#### MATERIAL FOR THIS EXERCISE:

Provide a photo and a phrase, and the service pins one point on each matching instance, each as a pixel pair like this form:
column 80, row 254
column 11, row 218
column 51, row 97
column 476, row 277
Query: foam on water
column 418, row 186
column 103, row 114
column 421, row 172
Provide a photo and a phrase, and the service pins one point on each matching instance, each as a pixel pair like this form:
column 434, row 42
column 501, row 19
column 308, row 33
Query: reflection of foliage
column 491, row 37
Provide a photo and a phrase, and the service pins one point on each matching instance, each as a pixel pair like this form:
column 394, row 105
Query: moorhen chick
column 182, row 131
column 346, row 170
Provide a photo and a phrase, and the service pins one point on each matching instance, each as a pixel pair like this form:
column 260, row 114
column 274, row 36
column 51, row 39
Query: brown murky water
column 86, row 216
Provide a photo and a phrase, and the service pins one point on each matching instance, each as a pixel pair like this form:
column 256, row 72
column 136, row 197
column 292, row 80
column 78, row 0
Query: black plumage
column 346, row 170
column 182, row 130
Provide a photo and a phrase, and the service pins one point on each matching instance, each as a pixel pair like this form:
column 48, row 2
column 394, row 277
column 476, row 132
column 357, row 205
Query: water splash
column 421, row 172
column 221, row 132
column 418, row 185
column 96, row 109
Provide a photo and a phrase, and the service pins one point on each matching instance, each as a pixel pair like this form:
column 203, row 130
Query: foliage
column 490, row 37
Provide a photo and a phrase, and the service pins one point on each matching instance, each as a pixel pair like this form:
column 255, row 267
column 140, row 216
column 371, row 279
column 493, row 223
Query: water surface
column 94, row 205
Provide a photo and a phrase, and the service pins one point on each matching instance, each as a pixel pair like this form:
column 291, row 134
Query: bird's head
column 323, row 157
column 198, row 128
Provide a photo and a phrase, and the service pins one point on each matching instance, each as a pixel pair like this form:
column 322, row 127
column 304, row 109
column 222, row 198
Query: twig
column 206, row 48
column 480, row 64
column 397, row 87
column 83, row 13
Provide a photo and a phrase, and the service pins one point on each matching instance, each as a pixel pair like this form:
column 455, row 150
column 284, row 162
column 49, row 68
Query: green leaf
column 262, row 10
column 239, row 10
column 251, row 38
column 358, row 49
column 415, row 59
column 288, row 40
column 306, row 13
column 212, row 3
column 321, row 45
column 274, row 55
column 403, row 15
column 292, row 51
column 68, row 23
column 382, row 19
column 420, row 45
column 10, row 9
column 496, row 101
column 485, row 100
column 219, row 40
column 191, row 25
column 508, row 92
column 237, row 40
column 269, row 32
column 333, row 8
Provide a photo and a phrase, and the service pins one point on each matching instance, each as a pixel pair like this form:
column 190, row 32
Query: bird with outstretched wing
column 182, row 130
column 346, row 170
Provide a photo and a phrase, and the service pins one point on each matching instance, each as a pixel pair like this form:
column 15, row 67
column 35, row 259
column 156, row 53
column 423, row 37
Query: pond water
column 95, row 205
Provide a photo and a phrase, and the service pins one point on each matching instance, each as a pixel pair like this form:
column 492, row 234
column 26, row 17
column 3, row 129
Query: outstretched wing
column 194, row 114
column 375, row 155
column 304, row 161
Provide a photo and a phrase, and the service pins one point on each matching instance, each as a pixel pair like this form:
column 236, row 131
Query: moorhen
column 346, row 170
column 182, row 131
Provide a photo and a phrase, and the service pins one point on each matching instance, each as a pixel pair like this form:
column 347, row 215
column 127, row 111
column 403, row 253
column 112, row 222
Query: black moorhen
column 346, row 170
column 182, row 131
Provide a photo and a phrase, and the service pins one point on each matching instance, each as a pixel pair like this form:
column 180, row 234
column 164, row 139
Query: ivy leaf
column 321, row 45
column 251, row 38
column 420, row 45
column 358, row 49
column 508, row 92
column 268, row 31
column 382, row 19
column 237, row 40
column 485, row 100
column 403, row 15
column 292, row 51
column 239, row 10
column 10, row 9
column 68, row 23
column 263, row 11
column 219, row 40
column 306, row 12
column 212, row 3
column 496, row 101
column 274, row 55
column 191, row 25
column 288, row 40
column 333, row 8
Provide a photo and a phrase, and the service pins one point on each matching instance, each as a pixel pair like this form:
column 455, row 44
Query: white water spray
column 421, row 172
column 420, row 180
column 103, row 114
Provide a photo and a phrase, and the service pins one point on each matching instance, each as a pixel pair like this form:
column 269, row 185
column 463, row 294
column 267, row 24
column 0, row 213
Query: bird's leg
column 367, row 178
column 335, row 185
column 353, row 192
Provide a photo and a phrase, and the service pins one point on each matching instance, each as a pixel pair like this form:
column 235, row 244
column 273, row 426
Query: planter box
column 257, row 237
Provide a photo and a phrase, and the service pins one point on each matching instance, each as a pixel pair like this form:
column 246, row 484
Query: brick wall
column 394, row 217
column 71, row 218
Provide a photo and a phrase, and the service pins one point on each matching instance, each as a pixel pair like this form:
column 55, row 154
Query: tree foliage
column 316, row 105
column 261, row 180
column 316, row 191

#### OBJECTIVE:
Restate the listing above word for word.

#### ANSWER TO THIS TASK:
Provide a photo and a phrase, and the service pins one point on each matching instance, each as a pixel pair like this form:
column 80, row 254
column 11, row 218
column 51, row 97
column 476, row 277
Query: foam on water
column 418, row 186
column 103, row 114
column 421, row 172
Provide a photo and a phrase, and the service pins one point on each matching instance, each as a pixel pair like this form:
column 434, row 42
column 501, row 19
column 308, row 33
Query: reflection of foliage
column 491, row 37
Provide a photo and a phrase, and the service pins one point on each matching instance, each as a pixel pair like this form:
column 394, row 105
Query: moorhen chick
column 182, row 131
column 346, row 170
Provide a photo and a phrase, and the service pins one point on each matching instance, each as a pixel pair like this form:
column 260, row 114
column 274, row 36
column 51, row 39
Query: brown murky water
column 86, row 216
Provide a photo and a phrase, and the service pins one point on each matching instance, each as a pixel pair like this form:
column 256, row 72
column 136, row 197
column 292, row 80
column 78, row 0
Query: black plumage
column 346, row 170
column 182, row 130
Provide a photo and a phrase, and the service pins one point on each matching instance, each as a pixel pair like this form:
column 48, row 2
column 394, row 277
column 476, row 132
column 357, row 205
Query: water splash
column 421, row 172
column 221, row 132
column 418, row 185
column 96, row 109
Provide a photo and a phrase, and the service pins one point on each matching instance, each as a pixel pair like this form:
column 203, row 130
Query: foliage
column 490, row 37
Provide a photo and a phrase, and the service pins one point on each matching instance, each as a pixel pair like this form:
column 255, row 267
column 140, row 216
column 371, row 279
column 493, row 223
Query: water surface
column 94, row 205
Provide a photo and a phrase, and the service pins one point on each matching instance, each as a pixel pair like this form:
column 291, row 134
Query: bird's head
column 323, row 157
column 198, row 128
Provide a photo and a phrase, and the service pins one point on each matching instance, each as a pixel pair like this form:
column 322, row 127
column 304, row 109
column 222, row 198
Query: twig
column 206, row 48
column 480, row 64
column 397, row 87
column 83, row 13
Provide a photo and a phrase, and the service pins one point on each matching instance, each as a pixel pair like this form:
column 455, row 150
column 284, row 162
column 49, row 68
Query: green leaf
column 262, row 10
column 239, row 10
column 251, row 38
column 358, row 49
column 415, row 59
column 288, row 40
column 306, row 13
column 212, row 3
column 321, row 45
column 274, row 55
column 403, row 15
column 292, row 51
column 68, row 23
column 382, row 19
column 420, row 45
column 10, row 9
column 496, row 101
column 485, row 100
column 219, row 40
column 191, row 25
column 508, row 92
column 237, row 40
column 269, row 32
column 333, row 8
Provide a photo and a phrase, and the service pins one point on each matching instance, each as a pixel pair like this form:
column 190, row 32
Query: bird with outstretched wing
column 182, row 130
column 346, row 170
Provide a photo and a phrase, and the service pins one point on each matching instance, each as a pixel pair like this form:
column 15, row 67
column 35, row 259
column 156, row 53
column 423, row 37
Query: pond water
column 95, row 205
Provide a photo and a phrase, and the service pins one point on each matching instance, each as a pixel pair like this form:
column 492, row 234
column 26, row 17
column 3, row 129
Query: outstretched wing
column 194, row 114
column 375, row 155
column 304, row 161
Provide a photo and a phrase, and the service pins one point on each matching instance, each as a pixel pair like this form:
column 236, row 131
Query: moorhen
column 346, row 170
column 182, row 131
Provide a photo and a phrase, and the service pins one point on each matching instance, each as a pixel pair like this form:
column 347, row 215
column 127, row 111
column 403, row 253
column 112, row 222
Query: black moorhen
column 346, row 170
column 182, row 131
Provide a photo and a phrase, and the service pins one point on each matching instance, each as a pixel pair like this form:
column 180, row 234
column 164, row 139
Query: ivy leaf
column 321, row 45
column 251, row 38
column 420, row 45
column 358, row 49
column 508, row 92
column 268, row 31
column 382, row 19
column 237, row 40
column 485, row 100
column 403, row 15
column 292, row 51
column 239, row 10
column 10, row 9
column 68, row 23
column 263, row 11
column 219, row 40
column 306, row 12
column 212, row 3
column 496, row 101
column 274, row 55
column 191, row 25
column 288, row 40
column 333, row 8
Provide a photo and a phrase, and the service pins one point on each matching instance, each as a pixel pair like this form:
column 455, row 44
Query: white water spray
column 421, row 172
column 420, row 180
column 103, row 114
Provide a photo and a phrase, and the service pins one point on each matching instance, each as a pixel pair like this form:
column 269, row 185
column 463, row 294
column 267, row 24
column 0, row 213
Query: bird's leg
column 367, row 178
column 335, row 185
column 353, row 192
Provide a photo and a phrase, and the service pins one point on each matching instance, each as a pixel pair like this form:
column 235, row 244
column 273, row 426
Query: planter box
column 257, row 237
Provide a photo and a phrase, and the service pins one point on each matching instance, each as a pixel pair like this form:
column 246, row 484
Query: brick wall
column 394, row 217
column 71, row 218
Provide a photo and a phrase, and the service pins one point on each matching instance, each as a pixel pair like this form:
column 55, row 154
Query: tree foliage
column 316, row 105
column 261, row 180
column 316, row 191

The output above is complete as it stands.